→ WORK REQUIRED: Every line with the string "banner" in it belongs in your answer, so copy them all from the data.

Point-per-instance localization data:
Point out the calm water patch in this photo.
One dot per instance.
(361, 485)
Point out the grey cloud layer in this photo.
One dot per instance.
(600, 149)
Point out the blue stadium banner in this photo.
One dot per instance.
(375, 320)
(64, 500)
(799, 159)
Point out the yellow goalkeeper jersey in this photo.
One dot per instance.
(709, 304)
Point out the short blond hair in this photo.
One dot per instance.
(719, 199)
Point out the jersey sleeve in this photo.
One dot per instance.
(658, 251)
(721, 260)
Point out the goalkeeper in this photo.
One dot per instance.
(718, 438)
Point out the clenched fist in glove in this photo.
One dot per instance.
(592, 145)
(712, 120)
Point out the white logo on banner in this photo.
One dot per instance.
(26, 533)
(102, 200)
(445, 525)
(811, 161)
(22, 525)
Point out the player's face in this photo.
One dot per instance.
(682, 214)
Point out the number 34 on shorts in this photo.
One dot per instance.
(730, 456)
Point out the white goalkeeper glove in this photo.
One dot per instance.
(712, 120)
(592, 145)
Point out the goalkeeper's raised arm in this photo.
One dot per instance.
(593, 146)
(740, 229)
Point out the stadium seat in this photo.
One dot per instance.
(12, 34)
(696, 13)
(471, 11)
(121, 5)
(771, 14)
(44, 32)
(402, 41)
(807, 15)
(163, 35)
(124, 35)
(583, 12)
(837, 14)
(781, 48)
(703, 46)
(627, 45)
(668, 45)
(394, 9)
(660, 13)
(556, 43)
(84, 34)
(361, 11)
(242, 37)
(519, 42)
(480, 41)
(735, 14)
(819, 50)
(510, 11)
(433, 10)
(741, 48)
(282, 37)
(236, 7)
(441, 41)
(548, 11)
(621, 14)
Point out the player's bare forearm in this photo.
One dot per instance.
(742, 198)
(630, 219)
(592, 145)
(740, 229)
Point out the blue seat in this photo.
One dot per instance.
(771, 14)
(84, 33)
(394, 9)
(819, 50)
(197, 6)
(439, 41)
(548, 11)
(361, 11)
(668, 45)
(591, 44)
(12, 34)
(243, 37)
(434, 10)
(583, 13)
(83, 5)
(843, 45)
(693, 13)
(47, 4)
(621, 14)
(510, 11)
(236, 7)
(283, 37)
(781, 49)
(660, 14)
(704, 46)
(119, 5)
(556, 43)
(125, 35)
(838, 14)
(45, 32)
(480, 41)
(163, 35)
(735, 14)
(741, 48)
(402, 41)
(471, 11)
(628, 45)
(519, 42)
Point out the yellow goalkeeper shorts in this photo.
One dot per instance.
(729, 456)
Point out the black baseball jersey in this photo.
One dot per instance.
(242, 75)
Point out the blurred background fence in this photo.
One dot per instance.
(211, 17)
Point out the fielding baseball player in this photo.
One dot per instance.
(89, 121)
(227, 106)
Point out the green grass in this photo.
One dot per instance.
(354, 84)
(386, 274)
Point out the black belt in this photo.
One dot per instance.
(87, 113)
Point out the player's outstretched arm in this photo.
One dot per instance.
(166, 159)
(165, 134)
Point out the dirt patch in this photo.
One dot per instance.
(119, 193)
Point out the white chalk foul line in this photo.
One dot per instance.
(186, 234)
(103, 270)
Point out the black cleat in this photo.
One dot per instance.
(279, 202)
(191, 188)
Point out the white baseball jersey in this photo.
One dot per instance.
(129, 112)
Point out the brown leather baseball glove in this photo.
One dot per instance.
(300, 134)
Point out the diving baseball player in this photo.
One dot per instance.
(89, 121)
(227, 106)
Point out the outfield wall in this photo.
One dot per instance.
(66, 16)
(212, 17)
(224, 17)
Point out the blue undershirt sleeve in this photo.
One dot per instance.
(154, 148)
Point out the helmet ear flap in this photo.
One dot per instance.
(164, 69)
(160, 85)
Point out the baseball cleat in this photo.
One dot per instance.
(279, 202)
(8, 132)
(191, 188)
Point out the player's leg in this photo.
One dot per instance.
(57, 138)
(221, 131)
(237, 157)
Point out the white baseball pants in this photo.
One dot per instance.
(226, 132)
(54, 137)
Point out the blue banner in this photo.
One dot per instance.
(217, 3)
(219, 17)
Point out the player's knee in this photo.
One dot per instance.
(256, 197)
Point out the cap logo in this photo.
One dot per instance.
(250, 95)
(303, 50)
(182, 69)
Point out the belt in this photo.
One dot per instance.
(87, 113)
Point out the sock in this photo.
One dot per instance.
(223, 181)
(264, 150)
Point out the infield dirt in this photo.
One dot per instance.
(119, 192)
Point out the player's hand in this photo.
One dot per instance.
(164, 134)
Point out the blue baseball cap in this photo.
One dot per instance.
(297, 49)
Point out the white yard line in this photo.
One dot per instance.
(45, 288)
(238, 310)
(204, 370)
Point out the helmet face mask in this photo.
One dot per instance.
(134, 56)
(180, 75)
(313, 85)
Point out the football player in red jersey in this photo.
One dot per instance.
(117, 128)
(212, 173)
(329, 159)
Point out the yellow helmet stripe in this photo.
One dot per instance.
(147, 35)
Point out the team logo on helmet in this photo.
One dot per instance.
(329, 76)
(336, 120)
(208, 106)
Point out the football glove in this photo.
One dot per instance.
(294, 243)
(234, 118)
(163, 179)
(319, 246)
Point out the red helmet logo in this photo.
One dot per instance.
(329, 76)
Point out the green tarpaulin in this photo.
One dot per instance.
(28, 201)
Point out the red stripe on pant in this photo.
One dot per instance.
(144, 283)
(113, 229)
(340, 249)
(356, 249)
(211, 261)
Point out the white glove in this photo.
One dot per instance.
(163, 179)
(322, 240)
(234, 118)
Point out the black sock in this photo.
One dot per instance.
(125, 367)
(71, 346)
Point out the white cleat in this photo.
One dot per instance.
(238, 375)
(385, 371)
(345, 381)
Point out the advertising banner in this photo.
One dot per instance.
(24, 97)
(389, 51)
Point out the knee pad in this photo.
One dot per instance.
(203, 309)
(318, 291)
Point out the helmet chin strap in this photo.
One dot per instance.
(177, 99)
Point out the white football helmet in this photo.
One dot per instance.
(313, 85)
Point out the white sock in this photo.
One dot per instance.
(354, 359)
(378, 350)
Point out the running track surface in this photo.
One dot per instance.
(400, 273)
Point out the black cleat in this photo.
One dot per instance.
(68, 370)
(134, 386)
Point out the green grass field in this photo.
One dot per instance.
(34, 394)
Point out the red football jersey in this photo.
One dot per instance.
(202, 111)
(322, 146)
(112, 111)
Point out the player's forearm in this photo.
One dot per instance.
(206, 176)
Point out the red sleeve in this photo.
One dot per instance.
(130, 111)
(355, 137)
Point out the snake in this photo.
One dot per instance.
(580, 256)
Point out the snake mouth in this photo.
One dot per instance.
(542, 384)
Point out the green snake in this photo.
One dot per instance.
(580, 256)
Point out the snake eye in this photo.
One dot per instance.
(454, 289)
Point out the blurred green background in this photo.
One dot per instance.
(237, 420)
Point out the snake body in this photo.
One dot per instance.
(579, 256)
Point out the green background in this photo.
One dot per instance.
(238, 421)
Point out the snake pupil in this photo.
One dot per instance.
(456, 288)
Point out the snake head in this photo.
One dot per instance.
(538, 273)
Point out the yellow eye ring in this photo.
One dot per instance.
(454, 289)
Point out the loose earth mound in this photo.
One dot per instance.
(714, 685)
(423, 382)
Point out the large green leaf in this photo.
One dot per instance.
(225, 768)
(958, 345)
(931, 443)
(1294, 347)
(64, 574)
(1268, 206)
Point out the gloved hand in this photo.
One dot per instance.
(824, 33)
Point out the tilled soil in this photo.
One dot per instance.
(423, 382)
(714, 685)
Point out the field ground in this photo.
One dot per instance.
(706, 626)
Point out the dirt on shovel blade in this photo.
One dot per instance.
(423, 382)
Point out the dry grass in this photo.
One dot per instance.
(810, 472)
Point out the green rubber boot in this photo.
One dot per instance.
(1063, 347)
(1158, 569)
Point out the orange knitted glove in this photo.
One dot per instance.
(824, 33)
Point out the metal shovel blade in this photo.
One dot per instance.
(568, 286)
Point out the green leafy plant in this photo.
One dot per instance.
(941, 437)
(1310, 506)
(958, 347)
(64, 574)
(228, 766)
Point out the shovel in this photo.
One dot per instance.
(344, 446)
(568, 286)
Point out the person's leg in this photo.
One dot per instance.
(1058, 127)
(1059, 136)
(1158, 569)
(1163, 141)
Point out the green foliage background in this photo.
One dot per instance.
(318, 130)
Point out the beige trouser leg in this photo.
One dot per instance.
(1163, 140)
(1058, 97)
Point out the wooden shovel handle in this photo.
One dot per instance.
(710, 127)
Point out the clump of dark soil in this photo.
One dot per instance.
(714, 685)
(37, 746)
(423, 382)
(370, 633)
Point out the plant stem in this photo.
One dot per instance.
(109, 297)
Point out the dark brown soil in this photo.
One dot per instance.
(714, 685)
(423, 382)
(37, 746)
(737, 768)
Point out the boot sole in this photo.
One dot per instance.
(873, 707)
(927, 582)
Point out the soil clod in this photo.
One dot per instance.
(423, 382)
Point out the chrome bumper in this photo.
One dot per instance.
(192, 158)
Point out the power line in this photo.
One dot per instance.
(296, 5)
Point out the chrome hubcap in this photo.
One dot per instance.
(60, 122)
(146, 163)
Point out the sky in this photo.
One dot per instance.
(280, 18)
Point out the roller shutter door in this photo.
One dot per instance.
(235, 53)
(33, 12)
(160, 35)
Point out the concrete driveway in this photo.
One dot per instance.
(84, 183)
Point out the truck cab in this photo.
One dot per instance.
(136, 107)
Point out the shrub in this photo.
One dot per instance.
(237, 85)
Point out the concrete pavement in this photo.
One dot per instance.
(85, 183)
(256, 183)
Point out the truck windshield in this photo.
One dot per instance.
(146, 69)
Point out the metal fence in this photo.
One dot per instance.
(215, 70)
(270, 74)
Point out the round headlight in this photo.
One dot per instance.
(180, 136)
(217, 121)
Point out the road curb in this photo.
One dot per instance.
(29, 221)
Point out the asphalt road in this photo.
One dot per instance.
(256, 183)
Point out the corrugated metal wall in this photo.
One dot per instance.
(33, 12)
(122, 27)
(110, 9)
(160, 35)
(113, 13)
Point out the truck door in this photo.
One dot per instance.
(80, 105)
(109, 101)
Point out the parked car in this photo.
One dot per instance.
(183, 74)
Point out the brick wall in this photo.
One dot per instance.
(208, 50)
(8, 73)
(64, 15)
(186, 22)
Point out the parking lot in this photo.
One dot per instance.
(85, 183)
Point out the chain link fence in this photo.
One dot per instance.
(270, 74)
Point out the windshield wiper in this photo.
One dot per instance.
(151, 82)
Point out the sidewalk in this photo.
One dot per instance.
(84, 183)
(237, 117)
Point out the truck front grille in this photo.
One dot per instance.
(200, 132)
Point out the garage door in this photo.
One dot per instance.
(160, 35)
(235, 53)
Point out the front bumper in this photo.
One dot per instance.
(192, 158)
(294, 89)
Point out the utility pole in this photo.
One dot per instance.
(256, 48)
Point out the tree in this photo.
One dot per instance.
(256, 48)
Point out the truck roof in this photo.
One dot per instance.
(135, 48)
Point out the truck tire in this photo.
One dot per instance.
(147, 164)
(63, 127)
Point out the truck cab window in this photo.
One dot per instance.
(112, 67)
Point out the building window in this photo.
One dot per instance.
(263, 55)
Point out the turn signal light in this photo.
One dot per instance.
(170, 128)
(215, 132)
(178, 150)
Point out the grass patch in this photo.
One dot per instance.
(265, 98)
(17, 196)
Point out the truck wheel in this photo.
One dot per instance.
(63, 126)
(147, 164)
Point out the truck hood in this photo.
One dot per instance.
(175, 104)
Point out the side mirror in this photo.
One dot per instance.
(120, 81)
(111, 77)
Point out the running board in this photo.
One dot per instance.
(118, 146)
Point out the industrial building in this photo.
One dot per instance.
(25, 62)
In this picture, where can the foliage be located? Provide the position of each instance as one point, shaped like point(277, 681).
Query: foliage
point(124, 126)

→ TASK ANSWER:
Point out the blue stadium banner in this photo.
Point out the white logo on banner in this photo.
Point out the blue banner in this photo.
Point out the advertising banner in this photo.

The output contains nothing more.